Example: Your data shows that customers who receive discount emails have higher purchase rates. Should you send more discount emails?
- Rung 1 answer: "Customers who get discounts buy more. Send more discounts."
- Rung 2 question: "What happens if I send discounts to customers who weren't going to get them?"
- The problem: Maybe you're only sending discounts to customers who were already likely to buy. The correlation exists, but the causal effect might be zero — or negative.
3. Why This Matters
Business Decisions Require Rungs 2 and 3
Nearly every important business decision is causal, not correlational:
| Decision | Rung Required | Why Rung 1 Fails |
|---|---|---|
| "Should we raise prices?" | Rung 2 | Correlation shows high prices = premium customers. But what happens if YOU raise prices? |
| "Did this campaign work?" | Rung 3 | You need to know what WOULD have happened without the campaign |
| "Why did this customer churn?" | Rung 3 | Requires reasoning about this specific individual, not averages |
| "How much of this damage was storm-caused?" | Rung 3 | Must compute counterfactual: damage without the storm |
Companies are pouring money into correlation-based AI expecting causal answers. LLMs can generate text about causation — but they cannot actually reason causally. They will confidently answer "What would happen if..." by pattern-matching, not by understanding cause and effect. The answer will sound plausible and be meaningless.

■ **Explore the material**:
A - According to the table in the passage on causal reasoning, which rung does the decision "Why did this customer churn?" require?
B - Continue the passage on causal reasoning from its last sentence.
The records were taken from a source unrelated to the passage on causal reasoning.

■ **Extracted material**:
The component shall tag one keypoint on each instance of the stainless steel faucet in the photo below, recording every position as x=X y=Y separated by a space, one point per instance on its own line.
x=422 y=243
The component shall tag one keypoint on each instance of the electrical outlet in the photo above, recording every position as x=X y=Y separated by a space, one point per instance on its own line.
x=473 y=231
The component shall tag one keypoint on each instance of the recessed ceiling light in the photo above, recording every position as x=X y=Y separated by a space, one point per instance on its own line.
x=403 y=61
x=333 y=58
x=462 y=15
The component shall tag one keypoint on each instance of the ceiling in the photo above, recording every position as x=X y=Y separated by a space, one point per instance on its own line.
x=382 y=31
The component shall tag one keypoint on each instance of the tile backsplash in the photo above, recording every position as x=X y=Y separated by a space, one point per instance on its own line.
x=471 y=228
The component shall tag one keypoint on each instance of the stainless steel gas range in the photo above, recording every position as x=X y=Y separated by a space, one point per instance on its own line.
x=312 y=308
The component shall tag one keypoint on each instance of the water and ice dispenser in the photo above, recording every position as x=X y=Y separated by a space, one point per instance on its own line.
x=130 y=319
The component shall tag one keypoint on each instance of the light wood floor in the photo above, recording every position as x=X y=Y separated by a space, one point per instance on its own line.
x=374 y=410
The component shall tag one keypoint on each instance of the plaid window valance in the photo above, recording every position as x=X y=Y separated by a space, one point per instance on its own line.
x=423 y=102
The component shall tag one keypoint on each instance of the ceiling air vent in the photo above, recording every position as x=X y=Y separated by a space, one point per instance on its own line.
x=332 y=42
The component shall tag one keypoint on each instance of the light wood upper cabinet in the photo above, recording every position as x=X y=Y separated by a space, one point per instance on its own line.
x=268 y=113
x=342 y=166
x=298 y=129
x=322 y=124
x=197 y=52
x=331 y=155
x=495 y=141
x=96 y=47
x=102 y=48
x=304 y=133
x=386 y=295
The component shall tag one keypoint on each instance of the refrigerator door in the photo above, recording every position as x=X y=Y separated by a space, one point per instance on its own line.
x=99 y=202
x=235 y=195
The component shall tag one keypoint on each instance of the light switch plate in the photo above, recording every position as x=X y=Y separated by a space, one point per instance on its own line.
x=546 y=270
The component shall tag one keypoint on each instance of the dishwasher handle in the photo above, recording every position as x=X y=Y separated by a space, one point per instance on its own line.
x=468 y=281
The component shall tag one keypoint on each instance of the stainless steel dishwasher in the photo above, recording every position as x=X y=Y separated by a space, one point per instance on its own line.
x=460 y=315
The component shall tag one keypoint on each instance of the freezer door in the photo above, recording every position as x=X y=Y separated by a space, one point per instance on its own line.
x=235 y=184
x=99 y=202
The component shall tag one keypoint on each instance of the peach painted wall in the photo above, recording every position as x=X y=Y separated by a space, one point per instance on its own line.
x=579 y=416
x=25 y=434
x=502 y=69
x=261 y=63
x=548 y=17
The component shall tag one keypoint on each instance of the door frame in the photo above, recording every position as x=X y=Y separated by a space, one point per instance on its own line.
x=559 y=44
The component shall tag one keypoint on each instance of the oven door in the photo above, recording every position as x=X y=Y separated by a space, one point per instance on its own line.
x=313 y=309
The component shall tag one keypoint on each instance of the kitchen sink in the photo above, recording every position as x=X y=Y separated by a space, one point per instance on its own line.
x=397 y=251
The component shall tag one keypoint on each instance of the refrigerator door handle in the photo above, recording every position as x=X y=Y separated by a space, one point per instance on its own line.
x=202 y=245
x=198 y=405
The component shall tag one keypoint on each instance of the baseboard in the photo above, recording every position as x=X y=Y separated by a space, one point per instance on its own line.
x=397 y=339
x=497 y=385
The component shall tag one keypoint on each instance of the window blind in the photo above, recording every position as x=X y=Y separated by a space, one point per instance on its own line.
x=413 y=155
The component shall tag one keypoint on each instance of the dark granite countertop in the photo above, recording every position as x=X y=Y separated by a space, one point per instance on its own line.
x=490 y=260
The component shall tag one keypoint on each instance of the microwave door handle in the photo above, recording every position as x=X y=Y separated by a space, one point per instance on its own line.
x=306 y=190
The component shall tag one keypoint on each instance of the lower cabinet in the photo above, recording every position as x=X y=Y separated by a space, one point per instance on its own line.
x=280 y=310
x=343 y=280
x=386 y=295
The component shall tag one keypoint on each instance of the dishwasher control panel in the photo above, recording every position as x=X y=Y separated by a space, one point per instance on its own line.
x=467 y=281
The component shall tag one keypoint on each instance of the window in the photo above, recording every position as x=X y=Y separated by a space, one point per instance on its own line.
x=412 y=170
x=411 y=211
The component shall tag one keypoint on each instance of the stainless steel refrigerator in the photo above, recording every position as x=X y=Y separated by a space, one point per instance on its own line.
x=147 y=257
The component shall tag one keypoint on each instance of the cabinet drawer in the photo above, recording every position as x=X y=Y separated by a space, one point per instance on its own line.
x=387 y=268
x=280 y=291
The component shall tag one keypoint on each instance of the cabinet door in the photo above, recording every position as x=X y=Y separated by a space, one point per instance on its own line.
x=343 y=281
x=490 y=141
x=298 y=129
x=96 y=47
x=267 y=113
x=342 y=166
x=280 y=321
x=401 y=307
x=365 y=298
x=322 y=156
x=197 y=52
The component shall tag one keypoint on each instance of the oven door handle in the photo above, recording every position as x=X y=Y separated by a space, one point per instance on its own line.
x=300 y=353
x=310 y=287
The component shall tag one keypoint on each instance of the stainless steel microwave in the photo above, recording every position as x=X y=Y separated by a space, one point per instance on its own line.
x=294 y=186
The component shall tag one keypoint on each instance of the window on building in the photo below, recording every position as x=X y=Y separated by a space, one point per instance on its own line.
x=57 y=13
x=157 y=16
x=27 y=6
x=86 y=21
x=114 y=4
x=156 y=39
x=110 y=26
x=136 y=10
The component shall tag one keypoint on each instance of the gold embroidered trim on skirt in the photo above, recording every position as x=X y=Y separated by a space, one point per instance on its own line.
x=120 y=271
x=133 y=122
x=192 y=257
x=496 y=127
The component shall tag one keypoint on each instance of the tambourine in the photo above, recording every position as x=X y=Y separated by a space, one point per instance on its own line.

■ **Numbered responses**:
A - Rung 3

B -
The ROI is not in bigger models or more data. It's in building causal models — Structural Causal Models, Bayesian Networks — that can actually answer Rung 2 and Rung 3 questions.
4. What To Do
Identify Which Rung Your Questions Require
"What is?" = Rung 1. "What if I do?" = Rung 2. "What would have happened?" = Rung 3. Most important business questions are Rung 2 or 3.
Build Causal Models for Rung 2/3 Questions
Structural Causal Models, Bayesian Networks, causal DAGs. These require domain expertise to specify the causal structure — not just data.
Hire or Train Causal Inference Expertise
You need your people to understand Pearl's framework, the do-calculus, and how to build and validate causal models for your particular business.
- "When we say our model 'predicts' X, are we claiming correlation or causation?"
- "Can our AI answer 'What happens if we change X?' — or does it just find patterns?"
- "Do we have anyone who can build a causal model — or are we dependent on correlation-based ML?"
- "How many of our 'AI insights' are actually just correlations we're treating as causal?"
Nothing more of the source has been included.